• **Problems to solve**
a: Transcribe the passage from "I'm thinking about" up to and including "at a wedding.)".
b: List every specific family relationship that the passage names, such as a kind of relative.

• **Passage**
────────────────────

In the example you're pointing to, I can't see it going well, but that's partly because the now-unwanted guest was acting so entitled in the first place. In that case, a person might try "since you're not happy with the hospitality you're offering, we think it would be best if you don't come." That is, make it clear that their own actions are responsible.

If you're not prepared to either say "hey, you did X inappropriate thing" or "look, this is awkward, but we don't want you there because Y," there's probably no way to avoid a rift. The only "this is awkward" I can see working would be something like "you'll always be family to me, because I like you and you're my nieces' father, but I don't think you and my sister should be at the same event right now" for a recent break-up. If someone did something inappropriate enough that you want nothing to do with them, but they aren't bowing out on their own, bluntness is probably necessary.

I'm thinking about things in a range from "you got drunk and insulted Grandma last Thanksgiving" to having been convicted of a serious crime but not yet imprisoned. Without getting into politics here, just about everyone can think of some crimes that would have them saying "yes, so-and-so is still family, but that doesn't mean we're prepared to spend time around them" or "we were friends for a long time, and I don't know what caused her to do that, but obviously I can't be her friend after that." If you're saying "I am cutting you out of my life" you should be prepared to send a letter/email/what-have-you telling them that they're no longer welcome at a wedding.)

────────────────────

• **Source data**
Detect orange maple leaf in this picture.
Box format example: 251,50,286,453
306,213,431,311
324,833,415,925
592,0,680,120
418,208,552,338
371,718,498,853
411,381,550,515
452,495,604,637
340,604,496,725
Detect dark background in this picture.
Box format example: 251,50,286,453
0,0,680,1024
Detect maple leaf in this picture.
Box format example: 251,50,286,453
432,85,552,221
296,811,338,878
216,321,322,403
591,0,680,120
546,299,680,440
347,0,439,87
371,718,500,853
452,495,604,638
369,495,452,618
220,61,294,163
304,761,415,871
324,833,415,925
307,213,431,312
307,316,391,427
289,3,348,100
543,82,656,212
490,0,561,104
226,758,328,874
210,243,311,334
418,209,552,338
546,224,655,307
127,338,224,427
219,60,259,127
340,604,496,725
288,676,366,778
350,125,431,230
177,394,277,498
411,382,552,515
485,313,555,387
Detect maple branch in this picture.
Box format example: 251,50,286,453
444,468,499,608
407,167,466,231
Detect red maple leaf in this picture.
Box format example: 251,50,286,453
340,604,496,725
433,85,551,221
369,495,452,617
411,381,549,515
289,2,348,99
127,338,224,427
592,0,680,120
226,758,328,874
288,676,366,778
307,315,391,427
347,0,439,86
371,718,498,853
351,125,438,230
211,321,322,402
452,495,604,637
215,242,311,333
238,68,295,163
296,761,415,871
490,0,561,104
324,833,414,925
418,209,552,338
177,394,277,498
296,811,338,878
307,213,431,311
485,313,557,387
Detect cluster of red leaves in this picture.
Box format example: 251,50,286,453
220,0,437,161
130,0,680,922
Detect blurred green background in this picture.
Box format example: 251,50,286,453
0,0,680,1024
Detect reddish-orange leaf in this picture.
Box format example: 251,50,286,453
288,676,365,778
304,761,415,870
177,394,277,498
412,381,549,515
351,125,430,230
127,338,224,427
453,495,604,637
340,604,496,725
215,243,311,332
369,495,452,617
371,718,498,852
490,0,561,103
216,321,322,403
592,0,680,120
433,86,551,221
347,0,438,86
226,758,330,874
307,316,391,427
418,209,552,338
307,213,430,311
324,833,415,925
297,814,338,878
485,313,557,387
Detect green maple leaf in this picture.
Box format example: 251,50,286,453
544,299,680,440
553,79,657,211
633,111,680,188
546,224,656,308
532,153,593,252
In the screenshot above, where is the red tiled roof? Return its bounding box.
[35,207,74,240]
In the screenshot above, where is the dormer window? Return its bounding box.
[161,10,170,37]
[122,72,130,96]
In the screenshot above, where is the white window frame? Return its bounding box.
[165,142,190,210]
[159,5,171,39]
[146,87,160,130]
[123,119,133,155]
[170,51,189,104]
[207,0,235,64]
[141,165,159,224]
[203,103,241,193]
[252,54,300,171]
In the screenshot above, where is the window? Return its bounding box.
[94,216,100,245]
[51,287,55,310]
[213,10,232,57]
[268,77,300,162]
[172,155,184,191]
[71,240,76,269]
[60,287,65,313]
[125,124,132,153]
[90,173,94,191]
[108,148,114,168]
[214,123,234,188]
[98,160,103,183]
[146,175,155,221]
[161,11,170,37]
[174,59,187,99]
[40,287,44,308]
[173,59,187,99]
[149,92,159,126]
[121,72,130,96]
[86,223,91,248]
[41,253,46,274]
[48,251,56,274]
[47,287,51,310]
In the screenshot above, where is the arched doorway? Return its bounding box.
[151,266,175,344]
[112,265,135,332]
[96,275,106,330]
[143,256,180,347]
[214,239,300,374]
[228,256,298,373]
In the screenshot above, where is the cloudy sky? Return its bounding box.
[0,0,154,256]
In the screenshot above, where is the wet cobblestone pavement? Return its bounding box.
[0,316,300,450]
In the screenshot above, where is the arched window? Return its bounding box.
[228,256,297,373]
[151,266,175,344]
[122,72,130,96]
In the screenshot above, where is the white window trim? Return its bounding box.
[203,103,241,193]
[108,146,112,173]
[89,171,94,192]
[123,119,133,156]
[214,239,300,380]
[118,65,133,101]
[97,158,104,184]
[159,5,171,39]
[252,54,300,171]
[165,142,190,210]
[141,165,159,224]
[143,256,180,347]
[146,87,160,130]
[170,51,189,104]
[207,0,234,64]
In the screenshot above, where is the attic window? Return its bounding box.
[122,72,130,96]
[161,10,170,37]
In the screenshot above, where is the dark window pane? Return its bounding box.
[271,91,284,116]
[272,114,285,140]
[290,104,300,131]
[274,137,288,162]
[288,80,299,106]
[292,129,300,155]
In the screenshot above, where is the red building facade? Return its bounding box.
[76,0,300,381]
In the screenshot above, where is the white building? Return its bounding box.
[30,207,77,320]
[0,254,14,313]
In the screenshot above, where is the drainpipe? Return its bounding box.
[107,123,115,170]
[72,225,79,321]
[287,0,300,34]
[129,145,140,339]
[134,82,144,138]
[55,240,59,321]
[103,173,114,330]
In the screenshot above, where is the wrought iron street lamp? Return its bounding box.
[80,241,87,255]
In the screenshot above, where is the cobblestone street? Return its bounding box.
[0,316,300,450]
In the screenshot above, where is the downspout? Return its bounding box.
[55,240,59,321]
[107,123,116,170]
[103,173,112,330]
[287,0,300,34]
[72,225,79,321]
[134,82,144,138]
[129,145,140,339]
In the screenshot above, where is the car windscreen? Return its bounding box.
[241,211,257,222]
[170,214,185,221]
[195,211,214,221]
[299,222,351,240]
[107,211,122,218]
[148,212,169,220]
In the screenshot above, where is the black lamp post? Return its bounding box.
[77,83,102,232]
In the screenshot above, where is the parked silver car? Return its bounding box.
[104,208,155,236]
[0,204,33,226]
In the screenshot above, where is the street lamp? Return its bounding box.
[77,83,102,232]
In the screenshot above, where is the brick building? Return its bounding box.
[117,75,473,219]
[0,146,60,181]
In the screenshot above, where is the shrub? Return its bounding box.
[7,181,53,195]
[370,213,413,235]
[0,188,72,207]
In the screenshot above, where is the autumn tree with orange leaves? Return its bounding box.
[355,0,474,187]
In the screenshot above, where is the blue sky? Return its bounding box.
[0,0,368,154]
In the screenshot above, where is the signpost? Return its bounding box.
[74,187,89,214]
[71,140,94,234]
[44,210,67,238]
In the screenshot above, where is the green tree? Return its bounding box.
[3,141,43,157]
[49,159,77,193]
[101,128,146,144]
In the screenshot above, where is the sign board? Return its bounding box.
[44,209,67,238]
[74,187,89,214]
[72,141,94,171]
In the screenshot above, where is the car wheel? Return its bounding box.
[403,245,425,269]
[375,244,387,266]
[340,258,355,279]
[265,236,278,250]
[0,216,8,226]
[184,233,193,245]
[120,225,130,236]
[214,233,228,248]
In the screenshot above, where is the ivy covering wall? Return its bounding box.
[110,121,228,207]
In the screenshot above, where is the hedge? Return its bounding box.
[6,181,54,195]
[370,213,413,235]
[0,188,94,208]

────────────────────

• **Task-by-task solutions**
a:
I'm thinking about things in a range from "you got drunk and insulted Grandma last Thanksgiving" to having been convicted of a serious crime but not yet imprisoned. Without getting into politics here, just about everyone can think of some crimes that would have them saying "yes, so-and-so is still family, but that doesn't mean we're prepared to spend time around them" or "we were friends for a long time, and I don't know what caused her to do that, but obviously I can't be her friend after that." If you're saying "I am cutting you out of my life" you should be prepared to send a letter/email/what-have-you telling them that they're no longer welcome at a wedding.)

b:
- nieces
- father (the nieces' father)
- sister
- Grandma